■ Task objective ■
Lay out everything from the first entry down to the one whose line contains "(775, 1147)", both included, as a two-column CSV with the headers instruction and coordinates. Give one row per entry, with its text and its answer each in a single quoted field and any line breaks replaced by spaces.

■ Collection entries ■
========================================================================
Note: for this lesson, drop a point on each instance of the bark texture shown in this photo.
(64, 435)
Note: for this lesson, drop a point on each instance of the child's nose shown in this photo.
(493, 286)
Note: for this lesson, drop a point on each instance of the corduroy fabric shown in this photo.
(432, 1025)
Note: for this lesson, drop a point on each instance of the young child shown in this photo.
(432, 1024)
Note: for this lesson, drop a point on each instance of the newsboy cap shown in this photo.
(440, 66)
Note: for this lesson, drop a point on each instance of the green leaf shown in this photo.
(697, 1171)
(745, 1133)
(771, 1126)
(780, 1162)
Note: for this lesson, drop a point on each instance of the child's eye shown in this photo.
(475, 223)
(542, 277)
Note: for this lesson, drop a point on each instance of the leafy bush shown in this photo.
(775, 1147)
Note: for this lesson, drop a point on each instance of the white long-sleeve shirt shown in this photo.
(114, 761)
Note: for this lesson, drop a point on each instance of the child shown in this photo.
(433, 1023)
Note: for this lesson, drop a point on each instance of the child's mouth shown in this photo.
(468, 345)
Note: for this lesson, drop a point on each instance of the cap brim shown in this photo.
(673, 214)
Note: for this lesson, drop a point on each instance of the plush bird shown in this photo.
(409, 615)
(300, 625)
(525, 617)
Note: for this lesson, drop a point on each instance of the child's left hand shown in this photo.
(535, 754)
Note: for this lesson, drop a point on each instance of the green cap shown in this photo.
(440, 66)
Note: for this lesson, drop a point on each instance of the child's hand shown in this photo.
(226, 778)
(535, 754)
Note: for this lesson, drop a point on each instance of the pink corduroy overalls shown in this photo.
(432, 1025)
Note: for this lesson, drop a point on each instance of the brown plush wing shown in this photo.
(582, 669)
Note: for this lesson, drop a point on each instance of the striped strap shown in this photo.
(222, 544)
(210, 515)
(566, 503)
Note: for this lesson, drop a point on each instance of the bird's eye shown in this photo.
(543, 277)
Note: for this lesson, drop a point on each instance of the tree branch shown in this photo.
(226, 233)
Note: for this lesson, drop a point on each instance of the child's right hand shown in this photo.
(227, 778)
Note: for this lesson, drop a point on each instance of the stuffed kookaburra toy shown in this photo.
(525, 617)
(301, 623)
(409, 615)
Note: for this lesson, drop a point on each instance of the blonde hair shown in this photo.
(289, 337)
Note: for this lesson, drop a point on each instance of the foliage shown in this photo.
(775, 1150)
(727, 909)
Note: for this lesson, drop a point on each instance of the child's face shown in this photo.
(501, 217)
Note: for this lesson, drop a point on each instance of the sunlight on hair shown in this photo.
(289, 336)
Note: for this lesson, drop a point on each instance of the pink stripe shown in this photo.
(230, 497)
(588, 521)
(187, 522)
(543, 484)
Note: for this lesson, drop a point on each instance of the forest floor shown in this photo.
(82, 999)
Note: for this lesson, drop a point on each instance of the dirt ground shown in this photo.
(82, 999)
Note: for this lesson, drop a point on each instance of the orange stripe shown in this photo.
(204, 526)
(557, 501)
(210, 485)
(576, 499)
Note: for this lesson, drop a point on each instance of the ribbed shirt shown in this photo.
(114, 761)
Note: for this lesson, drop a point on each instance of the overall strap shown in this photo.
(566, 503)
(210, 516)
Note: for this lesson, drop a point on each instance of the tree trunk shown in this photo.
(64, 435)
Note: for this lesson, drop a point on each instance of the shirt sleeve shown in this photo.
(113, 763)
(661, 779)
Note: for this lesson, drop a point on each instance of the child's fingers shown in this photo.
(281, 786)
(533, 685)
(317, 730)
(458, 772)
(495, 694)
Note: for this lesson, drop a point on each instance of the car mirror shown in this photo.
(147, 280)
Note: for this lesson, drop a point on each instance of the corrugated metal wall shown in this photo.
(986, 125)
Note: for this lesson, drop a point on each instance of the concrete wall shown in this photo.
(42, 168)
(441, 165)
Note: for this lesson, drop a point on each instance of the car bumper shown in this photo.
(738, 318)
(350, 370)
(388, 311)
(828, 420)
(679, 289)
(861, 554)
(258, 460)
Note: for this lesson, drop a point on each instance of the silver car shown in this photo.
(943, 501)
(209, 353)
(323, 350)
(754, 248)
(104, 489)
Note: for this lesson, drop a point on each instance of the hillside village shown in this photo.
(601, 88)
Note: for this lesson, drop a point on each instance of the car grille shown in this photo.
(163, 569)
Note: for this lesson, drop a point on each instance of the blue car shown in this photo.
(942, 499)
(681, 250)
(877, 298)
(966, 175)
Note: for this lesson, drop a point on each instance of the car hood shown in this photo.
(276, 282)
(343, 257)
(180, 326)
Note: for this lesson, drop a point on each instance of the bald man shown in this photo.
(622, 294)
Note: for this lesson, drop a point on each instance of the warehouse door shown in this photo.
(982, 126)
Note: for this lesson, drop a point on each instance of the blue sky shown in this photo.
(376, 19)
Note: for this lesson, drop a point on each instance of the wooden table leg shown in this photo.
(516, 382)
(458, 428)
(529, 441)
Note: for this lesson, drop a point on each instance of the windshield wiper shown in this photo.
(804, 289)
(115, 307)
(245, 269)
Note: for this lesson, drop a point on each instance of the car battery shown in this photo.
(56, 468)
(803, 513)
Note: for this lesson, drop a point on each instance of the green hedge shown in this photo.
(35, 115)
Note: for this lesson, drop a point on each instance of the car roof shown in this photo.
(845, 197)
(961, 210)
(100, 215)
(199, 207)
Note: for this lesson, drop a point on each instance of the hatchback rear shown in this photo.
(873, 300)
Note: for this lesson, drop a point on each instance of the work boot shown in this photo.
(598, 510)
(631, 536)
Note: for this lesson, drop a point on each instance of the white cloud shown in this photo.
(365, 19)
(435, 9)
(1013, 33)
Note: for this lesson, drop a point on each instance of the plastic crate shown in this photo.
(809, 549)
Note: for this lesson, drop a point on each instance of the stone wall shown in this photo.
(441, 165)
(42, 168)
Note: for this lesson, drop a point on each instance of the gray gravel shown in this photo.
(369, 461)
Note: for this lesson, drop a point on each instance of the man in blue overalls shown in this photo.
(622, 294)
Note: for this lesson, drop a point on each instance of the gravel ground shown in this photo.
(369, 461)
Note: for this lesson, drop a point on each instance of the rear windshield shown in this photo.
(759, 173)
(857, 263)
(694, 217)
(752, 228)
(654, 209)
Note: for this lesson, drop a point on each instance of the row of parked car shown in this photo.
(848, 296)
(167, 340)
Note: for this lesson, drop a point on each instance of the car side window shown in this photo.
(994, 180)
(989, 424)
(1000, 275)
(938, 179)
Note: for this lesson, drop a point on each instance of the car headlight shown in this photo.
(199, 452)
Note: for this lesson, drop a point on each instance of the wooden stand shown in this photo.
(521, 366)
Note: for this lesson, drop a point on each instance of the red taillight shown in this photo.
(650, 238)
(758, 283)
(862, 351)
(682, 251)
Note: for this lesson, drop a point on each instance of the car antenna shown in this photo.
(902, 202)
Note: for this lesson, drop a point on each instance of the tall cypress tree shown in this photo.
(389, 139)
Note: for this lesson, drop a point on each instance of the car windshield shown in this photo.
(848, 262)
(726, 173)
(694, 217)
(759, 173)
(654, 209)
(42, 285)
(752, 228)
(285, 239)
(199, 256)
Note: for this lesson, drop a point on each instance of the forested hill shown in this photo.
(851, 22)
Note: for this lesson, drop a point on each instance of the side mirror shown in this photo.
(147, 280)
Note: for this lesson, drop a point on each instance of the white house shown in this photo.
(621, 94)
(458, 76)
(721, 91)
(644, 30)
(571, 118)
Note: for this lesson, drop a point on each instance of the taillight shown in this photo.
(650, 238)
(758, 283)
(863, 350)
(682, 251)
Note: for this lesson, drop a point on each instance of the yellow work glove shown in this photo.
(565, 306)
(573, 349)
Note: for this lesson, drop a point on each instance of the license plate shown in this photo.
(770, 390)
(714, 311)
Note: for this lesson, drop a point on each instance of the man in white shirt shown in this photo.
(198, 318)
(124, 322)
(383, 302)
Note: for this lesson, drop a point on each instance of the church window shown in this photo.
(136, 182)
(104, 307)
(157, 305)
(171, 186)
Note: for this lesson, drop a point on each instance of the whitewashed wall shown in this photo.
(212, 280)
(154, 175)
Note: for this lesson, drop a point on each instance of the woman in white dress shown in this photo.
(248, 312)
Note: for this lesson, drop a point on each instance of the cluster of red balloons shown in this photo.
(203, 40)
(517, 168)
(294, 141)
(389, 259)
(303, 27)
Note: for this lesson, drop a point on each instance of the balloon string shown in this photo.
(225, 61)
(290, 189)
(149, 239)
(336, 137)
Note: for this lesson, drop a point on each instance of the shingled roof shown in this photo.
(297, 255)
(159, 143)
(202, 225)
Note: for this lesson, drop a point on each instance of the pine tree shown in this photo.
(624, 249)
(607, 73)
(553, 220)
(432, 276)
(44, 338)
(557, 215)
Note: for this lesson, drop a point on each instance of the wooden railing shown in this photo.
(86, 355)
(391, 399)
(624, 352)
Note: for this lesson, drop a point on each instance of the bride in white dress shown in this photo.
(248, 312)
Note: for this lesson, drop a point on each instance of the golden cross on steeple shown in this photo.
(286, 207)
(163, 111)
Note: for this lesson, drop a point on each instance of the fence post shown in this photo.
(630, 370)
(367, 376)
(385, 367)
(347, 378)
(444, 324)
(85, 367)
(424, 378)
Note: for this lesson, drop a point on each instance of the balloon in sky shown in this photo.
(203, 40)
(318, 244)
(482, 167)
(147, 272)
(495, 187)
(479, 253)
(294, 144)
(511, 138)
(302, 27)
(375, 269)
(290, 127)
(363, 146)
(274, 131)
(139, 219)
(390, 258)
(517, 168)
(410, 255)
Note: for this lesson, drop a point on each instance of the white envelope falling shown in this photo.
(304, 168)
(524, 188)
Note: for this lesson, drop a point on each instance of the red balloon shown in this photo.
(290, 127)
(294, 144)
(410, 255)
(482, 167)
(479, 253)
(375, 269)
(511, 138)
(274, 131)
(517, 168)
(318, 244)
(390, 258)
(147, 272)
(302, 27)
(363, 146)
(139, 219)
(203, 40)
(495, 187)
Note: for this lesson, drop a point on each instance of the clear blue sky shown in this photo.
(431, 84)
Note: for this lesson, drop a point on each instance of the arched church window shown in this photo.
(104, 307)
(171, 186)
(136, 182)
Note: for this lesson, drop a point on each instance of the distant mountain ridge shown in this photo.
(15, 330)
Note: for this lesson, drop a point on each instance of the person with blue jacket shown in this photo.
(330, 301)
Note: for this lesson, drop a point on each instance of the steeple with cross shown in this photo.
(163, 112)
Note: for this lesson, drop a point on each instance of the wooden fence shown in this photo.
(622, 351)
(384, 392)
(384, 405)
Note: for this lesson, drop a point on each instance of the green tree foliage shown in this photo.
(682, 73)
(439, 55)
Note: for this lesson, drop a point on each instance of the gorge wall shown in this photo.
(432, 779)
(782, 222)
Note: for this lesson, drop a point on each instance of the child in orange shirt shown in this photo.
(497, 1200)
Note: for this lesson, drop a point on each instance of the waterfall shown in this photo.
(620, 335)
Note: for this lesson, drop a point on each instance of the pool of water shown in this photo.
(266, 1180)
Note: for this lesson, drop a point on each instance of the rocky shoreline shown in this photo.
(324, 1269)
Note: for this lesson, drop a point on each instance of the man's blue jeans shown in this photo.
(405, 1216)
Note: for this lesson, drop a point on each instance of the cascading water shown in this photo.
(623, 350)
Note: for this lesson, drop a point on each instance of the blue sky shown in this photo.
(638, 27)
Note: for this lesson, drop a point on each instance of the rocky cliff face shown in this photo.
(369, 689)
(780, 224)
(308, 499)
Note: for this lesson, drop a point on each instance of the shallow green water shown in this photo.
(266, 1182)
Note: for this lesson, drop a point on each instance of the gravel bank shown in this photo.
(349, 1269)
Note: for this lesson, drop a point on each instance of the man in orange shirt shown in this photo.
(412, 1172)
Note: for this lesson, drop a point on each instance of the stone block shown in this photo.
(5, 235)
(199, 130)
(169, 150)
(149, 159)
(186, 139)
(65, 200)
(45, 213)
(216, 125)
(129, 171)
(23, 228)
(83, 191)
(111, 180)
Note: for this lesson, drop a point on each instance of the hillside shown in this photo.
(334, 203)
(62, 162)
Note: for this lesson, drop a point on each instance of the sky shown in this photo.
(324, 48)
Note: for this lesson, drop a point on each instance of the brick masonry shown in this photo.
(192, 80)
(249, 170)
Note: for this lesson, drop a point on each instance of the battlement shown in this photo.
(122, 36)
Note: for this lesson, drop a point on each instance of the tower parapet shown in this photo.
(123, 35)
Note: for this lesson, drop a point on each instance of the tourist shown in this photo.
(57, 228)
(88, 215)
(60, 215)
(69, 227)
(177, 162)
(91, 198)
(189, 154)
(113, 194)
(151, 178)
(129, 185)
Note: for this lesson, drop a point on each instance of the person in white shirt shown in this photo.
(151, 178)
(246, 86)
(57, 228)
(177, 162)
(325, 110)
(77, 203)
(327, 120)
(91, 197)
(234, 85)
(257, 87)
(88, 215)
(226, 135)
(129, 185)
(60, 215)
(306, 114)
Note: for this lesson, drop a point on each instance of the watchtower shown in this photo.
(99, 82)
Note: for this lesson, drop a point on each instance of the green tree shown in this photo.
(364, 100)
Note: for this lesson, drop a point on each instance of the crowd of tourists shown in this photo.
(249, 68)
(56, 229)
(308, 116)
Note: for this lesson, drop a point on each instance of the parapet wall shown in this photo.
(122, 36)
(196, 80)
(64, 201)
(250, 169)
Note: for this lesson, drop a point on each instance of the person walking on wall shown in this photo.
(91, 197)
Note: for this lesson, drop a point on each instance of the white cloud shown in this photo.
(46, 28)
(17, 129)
========================================================================
■ Answer for this exercise ■
instruction,coordinates
"Note: for this lesson, drop a point on each instance of the bark texture shown in this photo.","(64, 435)"
"Note: for this lesson, drop a point on each instance of the child's nose shown in this photo.","(493, 286)"
"Note: for this lesson, drop a point on each instance of the corduroy fabric shown in this photo.","(432, 1025)"
"Note: for this lesson, drop a point on each instance of the young child shown in this photo.","(432, 1024)"
"Note: for this lesson, drop a point on each instance of the newsboy cap shown in this photo.","(440, 66)"
"Note: for this lesson, drop a point on each instance of the green leaf shown in this photo.","(697, 1171) (745, 1133) (771, 1126) (780, 1162)"
"Note: for this lesson, drop a point on each instance of the child's eye shown in this photo.","(475, 223) (542, 277)"
"Note: for this lesson, drop a point on each instance of the leafy bush shown in this photo.","(775, 1147)"